→ Что сделать:
Превратите все записи ниже в таблицу Markdown с двумя столбцами: «№» для номера строки и «Строка» для её текста. Пустые строки не включайте.

→ Извлечённые записи:
▬▬▬▬▬▬

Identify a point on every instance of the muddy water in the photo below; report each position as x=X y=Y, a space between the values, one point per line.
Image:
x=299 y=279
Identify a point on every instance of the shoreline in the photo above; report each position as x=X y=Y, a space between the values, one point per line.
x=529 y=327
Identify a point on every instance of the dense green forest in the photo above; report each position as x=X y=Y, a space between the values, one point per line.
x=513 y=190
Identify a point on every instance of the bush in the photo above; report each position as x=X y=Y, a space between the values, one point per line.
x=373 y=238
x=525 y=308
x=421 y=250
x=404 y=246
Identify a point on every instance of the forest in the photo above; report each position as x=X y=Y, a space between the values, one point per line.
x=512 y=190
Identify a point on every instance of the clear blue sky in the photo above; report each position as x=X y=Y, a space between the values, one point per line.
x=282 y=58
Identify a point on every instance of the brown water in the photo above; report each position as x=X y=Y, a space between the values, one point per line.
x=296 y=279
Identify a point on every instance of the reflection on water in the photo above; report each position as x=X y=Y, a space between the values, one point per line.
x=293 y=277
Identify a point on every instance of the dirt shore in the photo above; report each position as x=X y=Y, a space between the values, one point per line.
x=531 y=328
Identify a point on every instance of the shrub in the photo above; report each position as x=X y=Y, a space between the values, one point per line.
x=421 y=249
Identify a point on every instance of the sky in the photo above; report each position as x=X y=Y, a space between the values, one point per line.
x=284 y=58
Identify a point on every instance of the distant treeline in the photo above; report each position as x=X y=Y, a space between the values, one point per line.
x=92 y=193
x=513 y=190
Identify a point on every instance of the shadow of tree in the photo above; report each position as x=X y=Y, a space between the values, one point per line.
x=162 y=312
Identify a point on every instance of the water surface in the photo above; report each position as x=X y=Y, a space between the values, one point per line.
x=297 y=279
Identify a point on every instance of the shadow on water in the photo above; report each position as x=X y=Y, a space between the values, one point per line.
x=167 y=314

▬▬▬▬▬▬

→ Ответ ниже:
| № | Строка |
|---|---|
| 1 | Identify a point on every instance of the muddy water in the photo below; report each position as x=X y=Y, a space between the values, one point per line. |
| 2 | Image: |
| 3 | x=299 y=279 |
| 4 | Identify a point on every instance of the shoreline in the photo above; report each position as x=X y=Y, a space between the values, one point per line. |
| 5 | x=529 y=327 |
| 6 | Identify a point on every instance of the dense green forest in the photo above; report each position as x=X y=Y, a space between the values, one point per line. |
| 7 | x=513 y=190 |
| 8 | Identify a point on every instance of the bush in the photo above; report each position as x=X y=Y, a space between the values, one point per line. |
| 9 | x=373 y=238 |
| 10 | x=525 y=308 |
| 11 | x=421 y=250 |
| 12 | x=404 y=246 |
| 13 | Identify a point on every instance of the forest in the photo above; report each position as x=X y=Y, a space between the values, one point per line. |
| 14 | x=512 y=190 |
| 15 | Identify a point on every instance of the clear blue sky in the photo above; report each position as x=X y=Y, a space between the values, one point per line. |
| 16 | x=282 y=58 |
| 17 | Identify a point on every instance of the brown water in the photo above; report each position as x=X y=Y, a space between the values, one point per line. |
| 18 | x=296 y=279 |
| 19 | Identify a point on every instance of the reflection on water in the photo above; report each position as x=X y=Y, a space between the values, one point per line. |
| 20 | x=293 y=277 |
| 21 | Identify a point on every instance of the dirt shore in the photo above; report each position as x=X y=Y, a space between the values, one point per line. |
| 22 | x=531 y=328 |
| 23 | Identify a point on every instance of the shrub in the photo above; report each position as x=X y=Y, a space between the values, one point per line. |
| 24 | x=421 y=249 |
| 25 | Identify a point on every instance of the sky in the photo above; report each position as x=X y=Y, a space between the values, one point per line. |
| 26 | x=284 y=58 |
| 27 | Identify a point on every instance of the distant treeline in the photo above; report each position as x=X y=Y, a space between the values, one point per line. |
| 28 | x=92 y=193 |
| 29 | x=513 y=190 |
| 30 | Identify a point on every instance of the shadow of tree in the photo above; report each position as x=X y=Y, a space between the values, one point per line. |
| 31 | x=162 y=312 |
| 32 | Identify a point on every instance of the water surface in the photo above; report each position as x=X y=Y, a space between the values, one point per line. |
| 33 | x=297 y=279 |
| 34 | Identify a point on every instance of the shadow on water in the photo above; report each position as x=X y=Y, a space between the values, one point per line. |
| 35 | x=167 y=314 |